[Records from a point labeling set]
--

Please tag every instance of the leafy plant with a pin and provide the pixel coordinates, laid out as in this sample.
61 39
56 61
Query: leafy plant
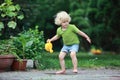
7 48
29 44
9 13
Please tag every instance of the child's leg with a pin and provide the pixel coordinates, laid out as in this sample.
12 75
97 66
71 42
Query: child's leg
62 62
74 61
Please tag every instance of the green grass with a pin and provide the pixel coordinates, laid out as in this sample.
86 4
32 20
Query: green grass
85 60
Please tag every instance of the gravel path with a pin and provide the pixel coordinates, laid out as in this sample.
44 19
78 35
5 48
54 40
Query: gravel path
83 74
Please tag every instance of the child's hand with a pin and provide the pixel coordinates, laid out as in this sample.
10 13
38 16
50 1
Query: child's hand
48 40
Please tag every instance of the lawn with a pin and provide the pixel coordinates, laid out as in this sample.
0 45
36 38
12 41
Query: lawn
85 60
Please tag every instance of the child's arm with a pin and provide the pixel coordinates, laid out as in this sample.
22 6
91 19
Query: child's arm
53 38
84 35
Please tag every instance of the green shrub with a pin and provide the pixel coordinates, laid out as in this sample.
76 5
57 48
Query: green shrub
29 44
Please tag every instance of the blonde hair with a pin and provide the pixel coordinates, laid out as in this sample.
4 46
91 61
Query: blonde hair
61 17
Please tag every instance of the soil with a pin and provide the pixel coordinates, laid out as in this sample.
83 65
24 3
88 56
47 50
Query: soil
83 74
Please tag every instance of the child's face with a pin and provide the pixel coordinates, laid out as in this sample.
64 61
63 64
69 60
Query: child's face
64 24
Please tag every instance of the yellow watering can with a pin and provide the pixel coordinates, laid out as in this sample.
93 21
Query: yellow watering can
48 47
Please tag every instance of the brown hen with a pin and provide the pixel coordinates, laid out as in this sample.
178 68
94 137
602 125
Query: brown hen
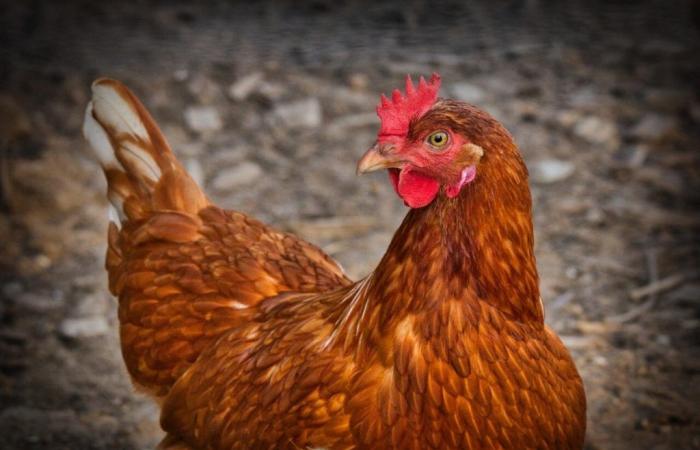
254 339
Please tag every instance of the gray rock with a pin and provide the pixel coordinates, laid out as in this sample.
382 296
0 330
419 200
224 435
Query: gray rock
467 92
597 130
83 327
205 89
236 176
203 118
654 127
194 168
342 124
244 86
549 171
304 113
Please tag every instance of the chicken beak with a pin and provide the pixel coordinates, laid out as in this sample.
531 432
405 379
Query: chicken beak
380 156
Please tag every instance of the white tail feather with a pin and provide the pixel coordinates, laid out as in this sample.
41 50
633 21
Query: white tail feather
98 140
115 112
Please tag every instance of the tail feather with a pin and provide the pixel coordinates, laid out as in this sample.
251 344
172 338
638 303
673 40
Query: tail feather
143 175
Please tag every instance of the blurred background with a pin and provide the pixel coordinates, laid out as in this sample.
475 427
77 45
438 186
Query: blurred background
270 105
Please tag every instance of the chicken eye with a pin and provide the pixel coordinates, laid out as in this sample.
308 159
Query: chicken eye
438 139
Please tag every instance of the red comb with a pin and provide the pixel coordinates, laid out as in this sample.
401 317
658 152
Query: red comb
396 114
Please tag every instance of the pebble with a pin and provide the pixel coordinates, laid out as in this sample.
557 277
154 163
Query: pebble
194 168
244 86
304 113
467 92
653 127
203 118
596 130
83 327
549 171
236 176
204 89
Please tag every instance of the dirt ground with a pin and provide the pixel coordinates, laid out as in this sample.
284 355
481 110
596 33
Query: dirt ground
271 105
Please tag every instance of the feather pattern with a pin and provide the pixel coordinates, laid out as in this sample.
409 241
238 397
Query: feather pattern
253 338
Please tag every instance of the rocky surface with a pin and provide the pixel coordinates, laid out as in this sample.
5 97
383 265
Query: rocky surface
601 98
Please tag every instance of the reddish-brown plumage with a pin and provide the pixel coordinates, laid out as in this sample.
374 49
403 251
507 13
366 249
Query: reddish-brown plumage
255 339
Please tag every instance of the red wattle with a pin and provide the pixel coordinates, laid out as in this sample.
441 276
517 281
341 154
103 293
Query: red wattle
415 189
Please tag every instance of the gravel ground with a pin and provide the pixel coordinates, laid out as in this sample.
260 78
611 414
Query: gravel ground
271 105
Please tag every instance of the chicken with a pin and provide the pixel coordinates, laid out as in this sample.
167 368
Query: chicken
251 338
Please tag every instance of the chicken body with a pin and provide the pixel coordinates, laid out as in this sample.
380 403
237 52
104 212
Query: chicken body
255 339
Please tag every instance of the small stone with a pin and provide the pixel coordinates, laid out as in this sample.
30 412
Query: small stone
358 81
236 176
344 123
181 75
551 170
467 92
244 86
596 130
653 127
595 216
194 168
83 327
203 118
663 339
36 302
204 89
304 113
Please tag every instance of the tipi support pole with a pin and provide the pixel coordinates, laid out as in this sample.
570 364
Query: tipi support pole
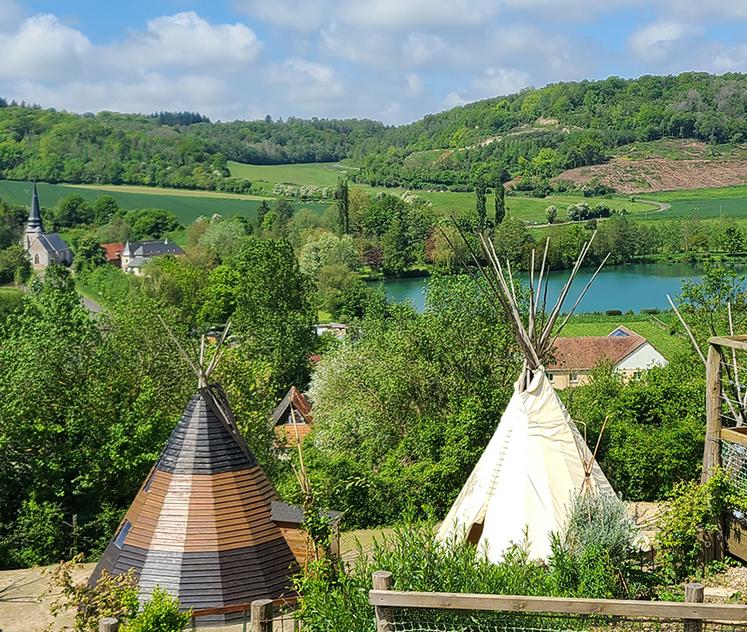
711 451
382 580
262 615
694 593
109 624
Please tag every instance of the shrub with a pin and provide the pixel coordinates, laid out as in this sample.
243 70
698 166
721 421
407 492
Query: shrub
112 596
693 509
159 614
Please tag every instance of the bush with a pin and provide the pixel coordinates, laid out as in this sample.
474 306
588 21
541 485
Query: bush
693 509
159 614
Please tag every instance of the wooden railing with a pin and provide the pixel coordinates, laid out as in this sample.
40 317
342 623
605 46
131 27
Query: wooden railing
692 614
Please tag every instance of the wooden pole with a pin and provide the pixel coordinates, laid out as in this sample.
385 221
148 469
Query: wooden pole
694 593
109 624
262 615
711 450
384 616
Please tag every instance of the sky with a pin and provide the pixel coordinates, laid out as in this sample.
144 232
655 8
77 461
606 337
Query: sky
390 60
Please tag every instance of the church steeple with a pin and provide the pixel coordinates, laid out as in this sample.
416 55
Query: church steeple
34 220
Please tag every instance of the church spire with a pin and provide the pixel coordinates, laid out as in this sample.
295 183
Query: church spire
34 220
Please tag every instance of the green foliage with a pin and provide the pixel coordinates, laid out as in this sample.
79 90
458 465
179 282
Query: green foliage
334 597
159 614
112 596
273 314
404 408
150 223
14 264
655 426
85 407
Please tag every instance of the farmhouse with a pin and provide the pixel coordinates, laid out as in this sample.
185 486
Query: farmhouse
292 417
574 358
136 254
43 248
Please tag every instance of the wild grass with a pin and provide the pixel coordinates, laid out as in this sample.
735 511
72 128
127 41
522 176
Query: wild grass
187 205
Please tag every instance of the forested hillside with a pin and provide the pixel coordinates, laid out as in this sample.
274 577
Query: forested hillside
535 135
115 148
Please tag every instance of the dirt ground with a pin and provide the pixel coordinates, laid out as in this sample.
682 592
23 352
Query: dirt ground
660 174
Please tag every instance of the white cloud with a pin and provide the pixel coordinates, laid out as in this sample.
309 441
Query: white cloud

--

**Problem:** Go through the listing above and quote it exactly, apart from its images.

**Result:**
Please tag every instance of the leafy plant with a pin and provide the pixel coordinates, laid out as in this sample.
61 39
56 61
Query: leafy plant
7 48
29 44
9 13
Please tag every instance of the child's leg with a pin and provide the pixel coordinates, laid out as in this sample.
12 75
97 66
71 42
Query: child's leg
62 62
74 61
Please tag every instance of the green grass with a pin and provide the pixel coordinates, laid out as in this sample.
86 4
32 20
Query: green grass
85 60
Please tag every instance of the gravel path with a pin and provide the pixel coordinates, laid out as in this sample.
44 19
78 35
5 48
54 40
Query: gravel path
83 74
Please tag every instance of the child's hand with a pin and provide the pixel coordinates, laid out as in this sample.
10 13
38 16
50 1
Query: child's hand
48 40
Please tag every instance of the lawn with a pin and provide the pixel coordinates, laid out as in this sample.
0 45
36 38
12 41
Query: lawn
85 60
Please tag every instance of the child's arm with a pin and provide the pixel coordinates, laid out as in this sample.
22 6
91 19
Query: child's arm
53 38
84 35
Please tag every instance of the green shrub with a pin and provide the pixel coordinates, laid out as in this sample.
76 5
57 48
Query: green shrub
29 44
Please tag every instance of the blonde hair with a pin and provide the pixel coordinates, laid out as in this sample.
4 46
91 61
Query: blonde hair
61 17
Please tag every instance of the soil with a pin and provide the pixel coordinates, laid out as in this sample.
83 65
24 3
88 56
47 50
Query: soil
83 74
Please tag every instance of the child's face with a pin and provide the pixel coordinates, laid out as in this sample.
64 61
63 64
69 60
Query: child's face
64 24
Please tag every instance of the yellow watering can with a pin and provide the pixel coordinates, laid out as in this sample.
93 21
Query: yellow watering can
48 47
Please tag every instance of the brown hen with a pin and provide the pixel coordinates, laid out as in this sample.
178 68
94 137
602 125
Query: brown hen
254 339
Please tag every instance of the gray rock with a pin and provide the pixel coordinates, laid out as in this sample.
382 296
0 330
419 200
224 435
Query: gray rock
467 92
597 130
83 327
205 89
236 176
203 118
654 127
194 168
342 124
244 86
549 171
304 113
Please tag every instance of the chicken beak with a pin and provide the pixel coordinates, laid out as in this sample.
531 432
405 379
Query: chicken beak
380 156
Please tag every instance of the white tail feather with a pin and provide the pixel coordinates, laid out as in this sample.
41 50
633 21
Query: white tail feather
98 140
115 112
Please tag every instance of the tail feather with a pin and provide the pixel coordinates, laid out as in this sample.
251 344
172 338
638 303
673 40
Query: tail feather
143 175
Please tag every instance of the blurred background with a pin and provide the pixel coordinates, laid out as in this sample.
475 427
77 45
438 186
Query: blurred background
270 105
Please tag every instance of the chicken eye with a pin and provide the pixel coordinates, laid out as in this sample.
308 159
Query: chicken eye
438 139
Please tag every instance of the red comb with a pin and provide the pixel coordinates, laid out as in this sample.
401 317
658 152
Query: red comb
396 114
Please tag every instance of the pebble with a pin and provide the pixel coordinates, laid out as in this sample.
557 277
154 163
Query: pebble
194 168
244 86
304 113
467 92
653 127
203 118
596 130
83 327
549 171
236 176
204 89
Please tag every instance of the dirt ground with a pin and provide the pixel coordinates, laid out as in this sample.
284 355
481 110
596 33
Query: dirt ground
271 105
Please tag every instance of the feather pattern with a pin and provide the pixel coordinates, laid out as in this sample.
409 241
238 397
Query: feather pattern
253 338
Please tag every instance of the rocky surface with a pin and provide the pixel coordinates, laid out as in this sample.
5 97
383 265
Query: rocky surface
601 98
Please tag every instance of the reddish-brown plumage with a pin and provide the pixel coordinates, laid out as in this sample.
374 49
403 251
507 13
366 249
Query: reddish-brown plumage
255 339
Please tag every instance of the red wattle with a pin and provide the pixel coordinates, laid out as in this sample.
441 276
517 281
341 154
103 293
Query: red wattle
415 189
Please tag every instance of the gravel ground with a pin and provide the pixel coordinates, laid out as in this sample.
260 78
611 414
Query: gravel ground
271 105
Please tag every instance of the chicken with a pin and provide the pixel coordinates, laid out as in this sample.
167 368
Query: chicken
251 338
Please tag every instance of the chicken body with a pin and provide the pixel coordinates, laid out as in this sample.
380 403
237 52
104 212
Query: chicken body
255 339
Please tag every instance of the small stone with a pin and provide the pixel coordinates, laid out as in this sample.
30 412
Query: small stone
358 81
236 176
344 123
181 75
551 170
467 92
244 86
596 130
653 127
595 216
194 168
83 327
203 118
663 339
36 302
204 89
304 113
Please tag every instance of the tipi support pole with a pin and provide the pixel coordinates, laid out as in this sample.
570 364
Query: tipi support pole
711 451
382 580
262 615
694 593
109 624
Please tag every instance of the shrub with a pin and provide the pixel coordinates, laid out as in this sample.
243 70
698 166
721 421
407 492
Query: shrub
112 596
693 509
159 614
Please tag every instance of the bush with a pin and provide the pixel coordinates, laid out as in this sample.
474 306
588 21
541 485
Query: bush
693 509
159 614
Please tag every instance of the wooden railing with a pin and provide the pixel coordinates, laid out as in this sample.
40 317
342 623
605 46
131 27
Query: wooden railing
692 614
Please tag every instance of the wooden pole with a pin and provide the pixel coordinates, laid out as in this sample.
385 221
148 469
Query: wooden pole
694 593
109 624
262 615
711 450
384 616
Please tag every instance of the sky with a pin and provide the pixel coordinates, laid out as in this sample.
144 232
655 8
77 461
606 337
Query: sky
390 60
Please tag every instance of the church steeple with a pin and provide the pixel coordinates, laid out as in this sample.
416 55
Query: church steeple
34 220
Please tag every instance of the church spire with a pin and provide the pixel coordinates, laid out as in this sample.
295 183
Query: church spire
34 220
Please tag every instance of the green foliage with a pin and provide the pixel coordinates, laid out as in this sample.
79 90
458 465
179 282
Query: green foliage
334 597
159 614
112 596
273 314
404 408
150 223
14 264
655 426
85 407
Please tag every instance of the farmhouse with a pin and provide the pixel coordinates, laid out as in this sample.
185 486
Query: farmhouse
292 417
574 358
136 254
43 248
Please tag every instance of the wild grass with a pin and provide the pixel coordinates, laid out as in this sample.
735 511
72 128
127 41
522 176
Query: wild grass
187 205
Please tag every instance of the forested hillside with a pin and provide the pixel coordinates, laid out as in this sample.
274 577
Query: forested hillside
535 135
115 148
Please tag every instance of the dirt ground with a pin and provide the pixel coordinates, laid out as in this sample.
682 592
23 352
Query: dirt ground
660 174
Please tag every instance of the white cloud with a pin and provide the pixel coordinates, laid out as in this sample.
309 441
Query: white cloud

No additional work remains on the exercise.